Extrait de page -
———

Sur le fondement de cet article, il est admis que constitue un accident du travail tout fait précis survenu soudainement au cours ou à l’occasion du travail et qui est à l’origine d’une lésion corporelle.

En l’espèce, il est constant que M. [Z] a été placé en arrêt de travail le 5 novembre 2020, et les éléments produits aux débats mettent en évidence que cet arrêt lui a été prescrit dans la matinée, vers 11 heures, dans le cadre d’une consultation en urgence, et qu’il présentait alors une anxiété importante. Il s’est également vu prescrire à cette occasion de l’Alprazolam, qu’un pharmacien lui a délivré dans la matinée. Il est par ailleurs établi que si l’arrêt de travail a initialement été rédigé dans le cadre d’une maladie simple, son médecin traitant a ultérieurement indiqué qu’ « à [son] sens », cet arrêt pouvait entrer dans le cadre d’un accident du travail, et a alors rédigé le certificat médical initial rectificatif. M. [Z] a par ailleurs déposé une main courante le 6 novembre 2020 concernant un « litige a/s droit du travail ». Son épouse atteste de ce qu’il est rentré à la maison en larmes le 5 novembre 2020, évoque des problèmes de sommeil qui n’existaient pas auparavant et la tension ressentie par la famille dès lors que M. [Z] vivait pas bien les Faits survenus son lieu de travail cette matinée du 5 novembre. Mme [N] [D], présentée par M. [Z] comme une amie, atteste quant à elle avoir reçu un appel téléphonique de celui-ci le 5 novembre vers 10h30, au cours duquel elle a tenté de le calmer et de le rassurer « tellement il était dans un état second ».

M. [Z] justifie en outre avoir rencontré le 24 novembre 2020 le médecin du travail, qui rapporte le stress et l’anxiété ressentis par le salarié depuis le 5 novembre 2020, celui-ci les reliant à un conflit avec son employeur, en évoquant un refus de sa demande de rupture conventionnelle en septembre 2020 et une altercation sur son poste de travail lorsque l’employeur a reçu le courrier envoyé par son avocat.

Ces éléments objectifs établissent une dégradation brutale de son état de santé le 5 novembre 2020 dans la matinée, alors qu’il est constant qu’il était alors au temps et au lieu du travail.

M. [Z] justifie par ailleurs de la réception le 4 novembre 2020 par son employeur d’une lettre de son avocat évoquant une absence de remboursement de frais, l’absence de tickets-restaurant et la privation de jours de congé.

Ces éléments et circonstances corroborent objectivement les allégations du salarié quant à la survenue soudaine d’une altercation avec son employeur dans la matinée du 5 novembre 2020, quand bien même les propos tenus ne seraient pas précisément rapportés, et quant au lien entre cette altercation et la dégradation de son état de santé.

———

Consigne - Recopiez le passage de l'extrait sur l'accident du travail compris entre « Ces éléments objectifs » et « jours de congé. », bornes incluses, en y remplaçant « lettre » par « missive ».

———

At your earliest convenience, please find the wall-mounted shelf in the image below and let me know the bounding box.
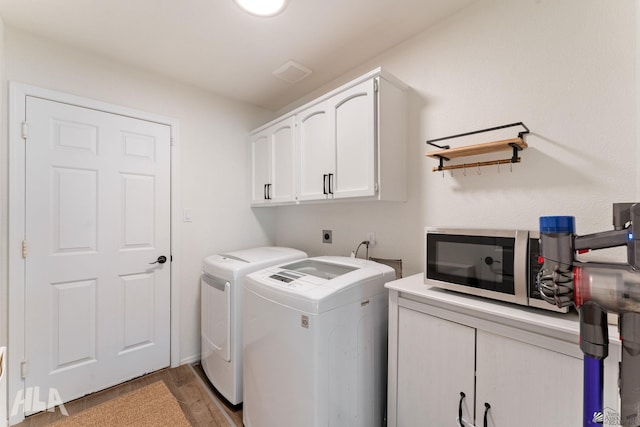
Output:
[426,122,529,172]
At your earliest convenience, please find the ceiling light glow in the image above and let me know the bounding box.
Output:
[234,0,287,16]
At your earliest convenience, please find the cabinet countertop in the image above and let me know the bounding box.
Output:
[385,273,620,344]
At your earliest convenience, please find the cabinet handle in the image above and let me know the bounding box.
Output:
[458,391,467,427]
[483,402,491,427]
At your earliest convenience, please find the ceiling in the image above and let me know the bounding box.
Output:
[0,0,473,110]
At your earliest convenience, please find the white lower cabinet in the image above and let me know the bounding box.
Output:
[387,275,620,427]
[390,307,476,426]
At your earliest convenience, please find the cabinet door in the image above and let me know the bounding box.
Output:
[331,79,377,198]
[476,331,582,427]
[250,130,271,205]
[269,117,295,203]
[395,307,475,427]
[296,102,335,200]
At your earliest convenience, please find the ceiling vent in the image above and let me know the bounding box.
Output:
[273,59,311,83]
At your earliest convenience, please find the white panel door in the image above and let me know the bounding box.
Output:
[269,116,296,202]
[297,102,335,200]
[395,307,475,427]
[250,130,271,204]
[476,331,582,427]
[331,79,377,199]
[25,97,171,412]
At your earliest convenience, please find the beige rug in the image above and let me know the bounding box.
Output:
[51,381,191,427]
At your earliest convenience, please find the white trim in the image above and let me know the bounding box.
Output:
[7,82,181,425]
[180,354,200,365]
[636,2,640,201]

———

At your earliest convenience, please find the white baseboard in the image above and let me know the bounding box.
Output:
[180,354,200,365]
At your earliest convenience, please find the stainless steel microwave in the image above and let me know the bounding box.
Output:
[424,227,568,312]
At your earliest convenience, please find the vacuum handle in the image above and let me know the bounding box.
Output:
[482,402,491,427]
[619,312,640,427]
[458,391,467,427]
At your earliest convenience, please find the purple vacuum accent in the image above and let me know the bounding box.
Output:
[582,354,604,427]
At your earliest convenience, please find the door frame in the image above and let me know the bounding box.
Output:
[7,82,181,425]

———

Réponse -
Ces éléments objectifs établissent une dégradation brutale de son état de santé le 5 novembre 2020 dans la matinée, alors qu’il est constant qu’il était alors au temps et au lieu du travail.

M. [Z] justifie par ailleurs de la réception le 4 novembre 2020 par son employeur d’une missive de son avocat évoquant une absence de remboursement de frais, l’absence de tickets-restaurant et la privation de jours de congé.